### EXERCISE INPUT
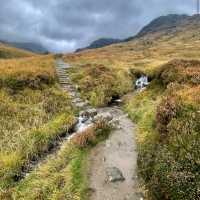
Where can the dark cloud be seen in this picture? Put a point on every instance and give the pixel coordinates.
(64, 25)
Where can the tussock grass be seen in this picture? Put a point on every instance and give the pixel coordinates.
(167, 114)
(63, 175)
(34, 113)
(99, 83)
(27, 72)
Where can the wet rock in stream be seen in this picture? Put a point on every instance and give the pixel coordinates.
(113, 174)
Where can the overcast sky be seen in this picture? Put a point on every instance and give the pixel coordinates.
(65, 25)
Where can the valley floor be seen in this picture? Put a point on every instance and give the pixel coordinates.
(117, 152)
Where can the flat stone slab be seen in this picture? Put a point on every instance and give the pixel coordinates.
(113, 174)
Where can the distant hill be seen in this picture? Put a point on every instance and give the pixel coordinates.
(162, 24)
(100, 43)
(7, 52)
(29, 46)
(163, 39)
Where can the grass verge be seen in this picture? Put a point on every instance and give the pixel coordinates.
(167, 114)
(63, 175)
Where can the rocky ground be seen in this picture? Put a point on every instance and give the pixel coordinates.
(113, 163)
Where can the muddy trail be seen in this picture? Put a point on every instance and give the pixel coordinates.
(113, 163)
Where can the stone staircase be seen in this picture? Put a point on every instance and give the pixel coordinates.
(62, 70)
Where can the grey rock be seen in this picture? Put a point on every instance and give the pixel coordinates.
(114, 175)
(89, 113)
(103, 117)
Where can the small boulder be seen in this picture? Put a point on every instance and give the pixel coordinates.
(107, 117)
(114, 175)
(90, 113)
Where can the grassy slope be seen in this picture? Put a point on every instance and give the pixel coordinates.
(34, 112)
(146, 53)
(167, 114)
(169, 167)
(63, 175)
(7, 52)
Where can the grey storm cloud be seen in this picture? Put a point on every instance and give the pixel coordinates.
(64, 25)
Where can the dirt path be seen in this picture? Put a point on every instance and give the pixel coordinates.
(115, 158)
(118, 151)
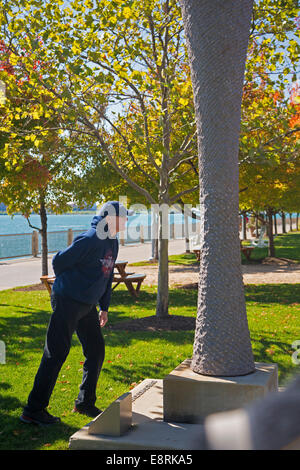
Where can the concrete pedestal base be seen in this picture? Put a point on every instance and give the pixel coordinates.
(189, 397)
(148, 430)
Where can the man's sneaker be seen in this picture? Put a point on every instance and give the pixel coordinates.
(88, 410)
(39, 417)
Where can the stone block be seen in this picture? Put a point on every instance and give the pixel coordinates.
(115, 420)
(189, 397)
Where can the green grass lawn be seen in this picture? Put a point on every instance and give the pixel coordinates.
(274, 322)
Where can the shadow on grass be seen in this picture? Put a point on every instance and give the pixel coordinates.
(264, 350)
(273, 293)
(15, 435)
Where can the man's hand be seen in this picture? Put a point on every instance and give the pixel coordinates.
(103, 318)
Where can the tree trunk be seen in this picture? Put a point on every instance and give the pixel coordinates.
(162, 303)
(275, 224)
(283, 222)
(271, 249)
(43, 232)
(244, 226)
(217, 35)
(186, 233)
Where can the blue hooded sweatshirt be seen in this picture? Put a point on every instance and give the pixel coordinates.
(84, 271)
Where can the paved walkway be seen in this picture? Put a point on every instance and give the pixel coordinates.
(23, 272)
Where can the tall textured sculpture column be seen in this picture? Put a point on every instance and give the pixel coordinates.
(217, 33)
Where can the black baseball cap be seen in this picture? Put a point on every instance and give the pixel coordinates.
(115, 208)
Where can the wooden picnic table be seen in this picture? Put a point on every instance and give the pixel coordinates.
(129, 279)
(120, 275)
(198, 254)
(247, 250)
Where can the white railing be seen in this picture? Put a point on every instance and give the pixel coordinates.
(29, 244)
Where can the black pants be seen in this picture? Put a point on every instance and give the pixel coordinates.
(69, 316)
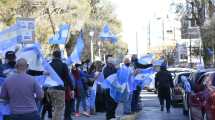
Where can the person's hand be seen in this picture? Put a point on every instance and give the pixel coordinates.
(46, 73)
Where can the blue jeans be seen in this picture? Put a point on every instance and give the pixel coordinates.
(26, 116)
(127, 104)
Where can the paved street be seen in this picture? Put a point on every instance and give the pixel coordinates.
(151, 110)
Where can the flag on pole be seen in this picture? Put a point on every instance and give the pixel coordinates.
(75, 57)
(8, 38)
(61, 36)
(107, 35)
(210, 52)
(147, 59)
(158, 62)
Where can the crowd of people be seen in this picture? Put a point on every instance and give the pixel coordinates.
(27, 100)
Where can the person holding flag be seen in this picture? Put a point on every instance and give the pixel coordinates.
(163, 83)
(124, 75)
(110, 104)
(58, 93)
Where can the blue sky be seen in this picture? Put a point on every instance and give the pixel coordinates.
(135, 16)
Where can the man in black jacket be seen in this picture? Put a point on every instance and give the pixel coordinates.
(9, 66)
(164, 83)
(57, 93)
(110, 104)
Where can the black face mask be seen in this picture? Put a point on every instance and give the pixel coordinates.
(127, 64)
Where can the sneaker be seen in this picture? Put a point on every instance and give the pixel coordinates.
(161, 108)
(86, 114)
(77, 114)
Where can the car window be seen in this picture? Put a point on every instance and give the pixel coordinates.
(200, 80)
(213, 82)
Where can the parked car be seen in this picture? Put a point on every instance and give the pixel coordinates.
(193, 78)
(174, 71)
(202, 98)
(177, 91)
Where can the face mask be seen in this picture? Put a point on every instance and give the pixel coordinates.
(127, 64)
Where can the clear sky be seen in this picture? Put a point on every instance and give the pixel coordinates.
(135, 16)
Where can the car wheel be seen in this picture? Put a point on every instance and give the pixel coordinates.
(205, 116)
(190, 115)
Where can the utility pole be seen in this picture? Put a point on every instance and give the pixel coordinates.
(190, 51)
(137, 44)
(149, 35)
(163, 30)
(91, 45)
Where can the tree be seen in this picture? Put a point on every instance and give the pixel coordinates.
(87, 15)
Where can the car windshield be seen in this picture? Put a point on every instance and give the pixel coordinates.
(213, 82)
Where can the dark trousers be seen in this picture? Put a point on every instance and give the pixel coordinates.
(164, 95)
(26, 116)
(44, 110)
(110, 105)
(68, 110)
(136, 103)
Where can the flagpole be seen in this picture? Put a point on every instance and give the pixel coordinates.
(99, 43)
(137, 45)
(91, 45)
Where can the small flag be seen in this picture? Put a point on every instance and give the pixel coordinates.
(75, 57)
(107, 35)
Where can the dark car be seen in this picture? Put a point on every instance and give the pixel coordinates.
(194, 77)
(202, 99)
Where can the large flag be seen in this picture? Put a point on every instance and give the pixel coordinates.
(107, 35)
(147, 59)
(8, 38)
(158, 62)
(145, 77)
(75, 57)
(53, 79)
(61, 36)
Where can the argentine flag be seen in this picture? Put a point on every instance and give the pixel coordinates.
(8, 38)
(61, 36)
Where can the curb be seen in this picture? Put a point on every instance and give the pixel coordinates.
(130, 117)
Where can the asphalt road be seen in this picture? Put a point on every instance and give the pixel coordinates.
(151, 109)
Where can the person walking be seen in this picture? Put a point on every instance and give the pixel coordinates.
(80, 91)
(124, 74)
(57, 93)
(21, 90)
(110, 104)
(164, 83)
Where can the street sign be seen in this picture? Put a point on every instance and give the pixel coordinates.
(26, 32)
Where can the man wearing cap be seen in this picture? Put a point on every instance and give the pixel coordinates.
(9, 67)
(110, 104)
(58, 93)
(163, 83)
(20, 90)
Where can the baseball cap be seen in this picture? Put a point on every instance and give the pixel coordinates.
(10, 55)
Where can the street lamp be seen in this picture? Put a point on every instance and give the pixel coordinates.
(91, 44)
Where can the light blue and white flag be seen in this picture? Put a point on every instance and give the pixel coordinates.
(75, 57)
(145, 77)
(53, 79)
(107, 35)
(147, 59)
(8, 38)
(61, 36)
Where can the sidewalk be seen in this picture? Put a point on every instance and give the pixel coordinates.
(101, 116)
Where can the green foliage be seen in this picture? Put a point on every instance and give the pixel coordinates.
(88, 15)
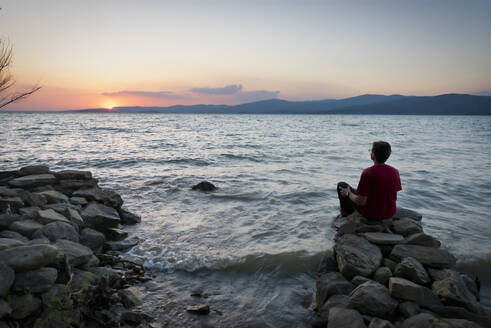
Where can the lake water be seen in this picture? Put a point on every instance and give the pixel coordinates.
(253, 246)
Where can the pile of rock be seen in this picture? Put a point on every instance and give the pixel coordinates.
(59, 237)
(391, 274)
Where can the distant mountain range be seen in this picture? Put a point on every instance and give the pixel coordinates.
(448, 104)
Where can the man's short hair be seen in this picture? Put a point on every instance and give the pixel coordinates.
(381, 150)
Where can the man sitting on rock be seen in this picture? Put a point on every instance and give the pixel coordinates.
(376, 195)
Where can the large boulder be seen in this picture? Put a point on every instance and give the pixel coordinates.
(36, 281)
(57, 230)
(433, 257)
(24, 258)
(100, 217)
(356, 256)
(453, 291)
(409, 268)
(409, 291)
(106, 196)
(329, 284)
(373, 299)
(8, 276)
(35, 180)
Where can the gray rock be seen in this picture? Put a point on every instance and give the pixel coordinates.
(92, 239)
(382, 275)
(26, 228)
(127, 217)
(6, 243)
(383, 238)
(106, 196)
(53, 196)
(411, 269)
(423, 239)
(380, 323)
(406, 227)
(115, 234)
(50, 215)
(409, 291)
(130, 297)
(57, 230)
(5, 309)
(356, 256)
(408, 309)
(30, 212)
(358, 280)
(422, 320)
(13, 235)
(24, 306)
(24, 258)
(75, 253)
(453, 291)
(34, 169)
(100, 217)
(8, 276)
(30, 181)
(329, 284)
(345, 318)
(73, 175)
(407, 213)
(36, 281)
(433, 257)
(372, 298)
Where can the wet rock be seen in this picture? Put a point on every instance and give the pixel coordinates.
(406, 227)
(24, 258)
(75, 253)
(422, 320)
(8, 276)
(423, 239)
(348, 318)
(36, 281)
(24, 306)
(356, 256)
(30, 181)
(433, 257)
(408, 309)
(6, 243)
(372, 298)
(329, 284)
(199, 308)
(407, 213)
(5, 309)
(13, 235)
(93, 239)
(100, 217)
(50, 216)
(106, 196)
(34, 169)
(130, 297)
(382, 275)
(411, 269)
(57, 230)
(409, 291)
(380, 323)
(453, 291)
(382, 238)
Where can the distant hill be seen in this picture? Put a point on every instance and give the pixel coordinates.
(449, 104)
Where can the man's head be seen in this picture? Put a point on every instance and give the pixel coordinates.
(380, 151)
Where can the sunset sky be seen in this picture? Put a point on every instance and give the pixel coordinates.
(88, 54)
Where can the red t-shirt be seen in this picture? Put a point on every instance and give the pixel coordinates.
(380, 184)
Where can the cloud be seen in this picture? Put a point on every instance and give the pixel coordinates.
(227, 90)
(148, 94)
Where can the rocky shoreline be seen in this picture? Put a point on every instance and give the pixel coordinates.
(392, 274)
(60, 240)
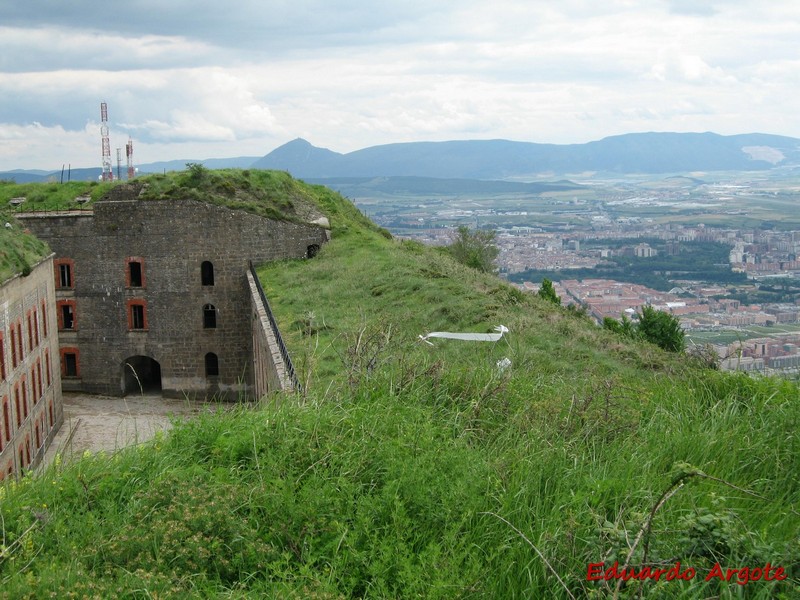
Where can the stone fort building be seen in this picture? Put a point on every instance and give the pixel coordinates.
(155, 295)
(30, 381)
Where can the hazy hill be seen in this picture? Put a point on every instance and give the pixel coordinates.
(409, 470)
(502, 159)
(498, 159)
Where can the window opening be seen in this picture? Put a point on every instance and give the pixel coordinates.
==
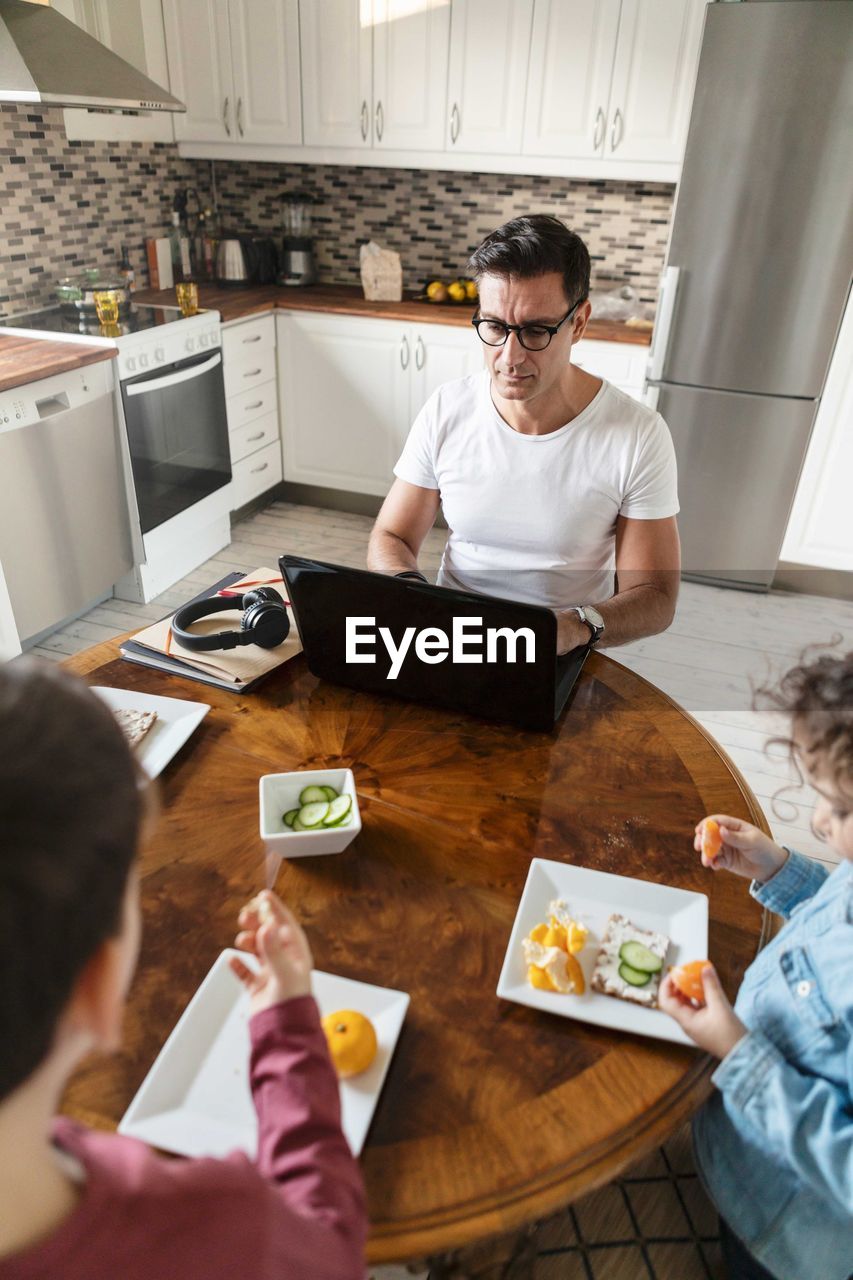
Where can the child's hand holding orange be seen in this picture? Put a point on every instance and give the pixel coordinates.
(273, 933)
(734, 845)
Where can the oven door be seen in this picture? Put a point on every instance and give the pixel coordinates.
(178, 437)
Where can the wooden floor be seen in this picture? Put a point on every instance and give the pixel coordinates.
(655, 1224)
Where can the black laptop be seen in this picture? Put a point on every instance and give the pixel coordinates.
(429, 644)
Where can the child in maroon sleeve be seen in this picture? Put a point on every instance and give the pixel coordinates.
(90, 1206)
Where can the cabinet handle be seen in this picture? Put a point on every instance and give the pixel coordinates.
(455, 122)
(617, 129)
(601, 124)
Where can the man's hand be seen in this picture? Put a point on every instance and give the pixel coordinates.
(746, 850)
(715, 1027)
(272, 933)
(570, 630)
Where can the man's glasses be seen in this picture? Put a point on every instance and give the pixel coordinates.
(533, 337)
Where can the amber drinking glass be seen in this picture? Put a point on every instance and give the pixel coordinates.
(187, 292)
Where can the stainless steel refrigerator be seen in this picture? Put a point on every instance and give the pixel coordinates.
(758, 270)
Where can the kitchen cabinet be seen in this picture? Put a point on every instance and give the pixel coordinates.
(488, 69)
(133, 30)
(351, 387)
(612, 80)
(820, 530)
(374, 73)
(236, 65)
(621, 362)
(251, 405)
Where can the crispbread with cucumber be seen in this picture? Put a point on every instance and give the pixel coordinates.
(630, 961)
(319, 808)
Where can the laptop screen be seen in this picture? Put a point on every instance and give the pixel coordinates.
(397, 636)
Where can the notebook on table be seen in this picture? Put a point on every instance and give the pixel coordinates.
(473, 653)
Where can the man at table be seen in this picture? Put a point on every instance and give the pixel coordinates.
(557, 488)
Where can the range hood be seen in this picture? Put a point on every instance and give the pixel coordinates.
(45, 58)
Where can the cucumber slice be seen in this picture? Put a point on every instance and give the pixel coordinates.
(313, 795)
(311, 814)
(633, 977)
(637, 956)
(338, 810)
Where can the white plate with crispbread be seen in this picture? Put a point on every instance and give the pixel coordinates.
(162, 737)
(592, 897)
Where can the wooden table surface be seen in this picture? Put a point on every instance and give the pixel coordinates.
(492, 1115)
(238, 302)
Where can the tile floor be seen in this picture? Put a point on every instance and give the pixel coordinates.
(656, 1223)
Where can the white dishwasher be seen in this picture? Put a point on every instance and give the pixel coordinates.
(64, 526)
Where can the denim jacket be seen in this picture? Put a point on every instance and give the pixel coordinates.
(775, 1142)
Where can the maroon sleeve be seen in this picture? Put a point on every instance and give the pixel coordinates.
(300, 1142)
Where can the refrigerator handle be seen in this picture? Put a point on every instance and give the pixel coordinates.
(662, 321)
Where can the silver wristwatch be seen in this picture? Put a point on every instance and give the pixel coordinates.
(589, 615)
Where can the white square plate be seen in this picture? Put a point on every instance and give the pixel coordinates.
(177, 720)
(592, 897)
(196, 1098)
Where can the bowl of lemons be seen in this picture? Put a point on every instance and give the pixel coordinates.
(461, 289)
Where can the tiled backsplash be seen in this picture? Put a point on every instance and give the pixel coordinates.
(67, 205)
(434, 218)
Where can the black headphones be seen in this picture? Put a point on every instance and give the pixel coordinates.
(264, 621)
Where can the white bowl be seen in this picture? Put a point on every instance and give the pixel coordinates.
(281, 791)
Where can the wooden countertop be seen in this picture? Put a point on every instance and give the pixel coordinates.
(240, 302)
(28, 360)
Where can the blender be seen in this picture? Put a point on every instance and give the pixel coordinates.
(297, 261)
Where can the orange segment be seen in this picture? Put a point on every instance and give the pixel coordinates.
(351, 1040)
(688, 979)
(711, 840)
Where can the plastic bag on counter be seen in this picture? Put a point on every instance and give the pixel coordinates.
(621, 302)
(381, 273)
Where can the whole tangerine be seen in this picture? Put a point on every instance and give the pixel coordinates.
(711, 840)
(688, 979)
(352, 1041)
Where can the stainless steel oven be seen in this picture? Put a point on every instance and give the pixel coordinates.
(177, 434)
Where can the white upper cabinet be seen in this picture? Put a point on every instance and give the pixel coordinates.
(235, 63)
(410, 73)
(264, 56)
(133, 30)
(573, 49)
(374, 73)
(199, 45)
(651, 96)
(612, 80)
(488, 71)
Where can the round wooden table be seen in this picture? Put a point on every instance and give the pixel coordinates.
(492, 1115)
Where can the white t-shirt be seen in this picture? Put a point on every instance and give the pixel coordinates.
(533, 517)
* * *
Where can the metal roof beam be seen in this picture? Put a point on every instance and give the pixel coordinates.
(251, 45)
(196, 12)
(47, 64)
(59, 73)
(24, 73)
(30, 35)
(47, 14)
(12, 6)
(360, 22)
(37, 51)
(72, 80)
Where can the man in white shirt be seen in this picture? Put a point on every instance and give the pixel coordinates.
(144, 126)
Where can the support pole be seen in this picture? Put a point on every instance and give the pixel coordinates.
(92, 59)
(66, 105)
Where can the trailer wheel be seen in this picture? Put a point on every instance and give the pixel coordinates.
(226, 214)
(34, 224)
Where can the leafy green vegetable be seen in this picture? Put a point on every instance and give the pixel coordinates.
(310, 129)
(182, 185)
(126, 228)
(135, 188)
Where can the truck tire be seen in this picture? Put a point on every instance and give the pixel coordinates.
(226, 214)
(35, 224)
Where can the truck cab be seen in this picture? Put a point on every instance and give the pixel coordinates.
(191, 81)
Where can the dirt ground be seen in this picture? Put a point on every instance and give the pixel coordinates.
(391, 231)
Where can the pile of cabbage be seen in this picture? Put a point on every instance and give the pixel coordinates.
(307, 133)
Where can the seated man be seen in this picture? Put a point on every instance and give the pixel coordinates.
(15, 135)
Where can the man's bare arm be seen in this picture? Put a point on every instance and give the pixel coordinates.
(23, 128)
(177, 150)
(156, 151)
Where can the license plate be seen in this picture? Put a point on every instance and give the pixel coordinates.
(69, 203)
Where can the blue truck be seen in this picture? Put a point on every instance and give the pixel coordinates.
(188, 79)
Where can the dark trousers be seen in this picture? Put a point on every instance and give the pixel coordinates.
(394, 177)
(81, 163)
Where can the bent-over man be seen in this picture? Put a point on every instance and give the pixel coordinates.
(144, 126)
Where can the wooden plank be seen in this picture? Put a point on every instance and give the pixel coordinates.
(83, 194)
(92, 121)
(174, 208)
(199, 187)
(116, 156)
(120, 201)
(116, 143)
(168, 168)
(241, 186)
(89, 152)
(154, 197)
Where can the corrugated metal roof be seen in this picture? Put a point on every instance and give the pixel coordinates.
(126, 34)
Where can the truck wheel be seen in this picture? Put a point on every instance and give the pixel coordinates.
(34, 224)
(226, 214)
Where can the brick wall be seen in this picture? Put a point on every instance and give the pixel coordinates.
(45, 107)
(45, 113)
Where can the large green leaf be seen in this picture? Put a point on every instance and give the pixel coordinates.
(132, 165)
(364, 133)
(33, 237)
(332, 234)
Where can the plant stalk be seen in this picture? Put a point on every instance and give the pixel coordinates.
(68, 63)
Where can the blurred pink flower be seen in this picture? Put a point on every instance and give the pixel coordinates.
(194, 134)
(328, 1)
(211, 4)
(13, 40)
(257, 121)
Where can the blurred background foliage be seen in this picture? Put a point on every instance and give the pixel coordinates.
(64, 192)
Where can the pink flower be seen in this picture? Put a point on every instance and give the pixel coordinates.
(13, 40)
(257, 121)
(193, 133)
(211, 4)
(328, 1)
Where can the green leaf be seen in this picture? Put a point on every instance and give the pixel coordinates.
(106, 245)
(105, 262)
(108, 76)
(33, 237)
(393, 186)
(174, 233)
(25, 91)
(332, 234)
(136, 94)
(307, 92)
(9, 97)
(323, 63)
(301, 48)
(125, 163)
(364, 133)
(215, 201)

### DIRECTIVE
Rescale the records starting at the line containing "Where can the oven" and ending at the line containing "(655, 1224)" by writing out each of those lines and nothing else, requests included. In the answers, multiply every point coordinate by 1.55 and round it to a whole number, with halves going up.

### COMPLETED TASK
Where can the oven door be seen in this picture? Put a point on every instance and give the pixel coordinates.
(276, 677)
Where can the wooden floor be seen in this picture? Put a point on every instance and give the pixel coordinates.
(1015, 1897)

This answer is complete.